→ WRITTEN TASKS
(a) Write out the part of the Dave Beck article starting with "Photo Credit: Seattle" and going on through "industrial workers jobless.".
(b) Answer these questions from the Dave Beck article:
(i) How much did Beck earn each month as a newspaper boy?
(ii) How many Seattle dock workers joined the coast-wide walkout at first in 1934?
(iii) What was the local membership of the American Newspaper Guild when it threatened a strike?

→ DOCUMENT EXCERPT
========

By Sharon Boswell
and Lorraine McConaghy
Special to The Times
Staunch labor man Dave Beck, at right in photo, worked with the head
of the International Longshoremen's
Association, Joseph Ryan,
to settle their crippling 1934 strike. Beck built the Teamsters
into a powerful organization, and increased his own influence as well.
Photo Credit: Seattle Times.
SHORT AND STOCKY WITH A SHOCK OF FLAMING RED HAIR, a
12-year-old newspaper boy walked seven miles a day to cover his routes, starting at 5 a.m. to
deliver the morning P-I, then hitting the streets again after school for his Times route.
He used his $25-a-month earnings -- an impressive sum in pre-World War I Seattle -- to help his struggling family.
The hard-working young man's name was Dave Beck, and during the 1930s he became a powerful and
controversial labor leader, helping shape the future of the papers he sold as a boy.
Seattle had a reputation as a radical labor town, a legacy of the militant unionism that shut down
the city during the General Strike of 1919. But during the next decade, unions had struggled to
survive. The Depression left many industrial workers jobless.
Labor gained hope when one of President Franklin Roosevelt's
earliest New Deal programs, the National Recovery Act of 1933, provided that
"employees shall have the right to organize and bargain collectively through representatives
of their own choosing." The measure created a commotion of organizing, strikes and internal
warfare as unions battled for recognition and membership, and employers resisted them.
Dave Beck was in the thick of it -- the ambitious newsboy had worked his way up
from laundry-truck driver to Teamster organizer. Although always decrying violence, Beck had
helped build the Teamsters into a strong, even ruthless organization bent on expanding along
the Pacific Coast. Yet Beck had no love for radicals, becoming known as a leader of
labor's more conservative wing.
As a result, Beck was asked to represent Washington's governor in negotiations
to end a strike of the International Longshoremen's Association in 1934. At first, 1,500 Seattle
dock workers joined a coast-wide walkout, and soon more followed, halting shipping and prompting
waterfront employers to recruit strikebreakers wherever they could find them -- even in University
of Washington fraternities.
The rank-and-file longshoremen and the union's militant West Coast leader,
Harry Bridges, overwhelmingly rejected Beck's initial arbitration efforts. Yet a settlement was
finally reached, and Beck emerged from the conflict with more clout than ever.
Beck's influence was tested two years later when trouble began at The
Seattle Post-Intelligencer. The P-I had been owned since 1921 by William Randolph Hearst,
the nation's most influential publisher. Hearst's avid anti-communism and vocal opposition
to Roosevelt had made him widely hated by labor.
In 1936, two longtime editorial employees of The P-I were fired. Management
cited their inefficiency and gross insubordination, but the men claimed the action was because
they had joined Seattle's newly formed chapter of the American Newspaper Guild. Though tiny,
with local membership at only 35, the Guild threatened a strike unless the two men were reinstated.
This gained the support of the Seattle Central Labor Council, whose most influential member was Beck.

========

→ RECORDED DATA

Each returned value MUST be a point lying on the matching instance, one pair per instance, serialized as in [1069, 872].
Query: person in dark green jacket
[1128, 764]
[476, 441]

========

→ RESULTS FOR THE EXERCISE
(a)
Photo Credit: Seattle Times.
SHORT AND STOCKY WITH A SHOCK OF FLAMING RED HAIR, a
12-year-old newspaper boy walked seven miles a day to cover his routes, starting at 5 a.m. to
deliver the morning P-I, then hitting the streets again after school for his Times route.
He used his $25-a-month earnings -- an impressive sum in pre-World War I Seattle -- to help his struggling family.
The hard-working young man's name was Dave Beck, and during the 1930s he became a powerful and
controversial labor leader, helping shape the future of the papers he sold as a boy.
Seattle had a reputation as a radical labor town, a legacy of the militant unionism that shut down
the city during the General Strike of 1919. But during the next decade, unions had struggled to
survive. The Depression left many industrial workers jobless.

(b)
(i) $25 a month
(ii) 1,500
(iii) 35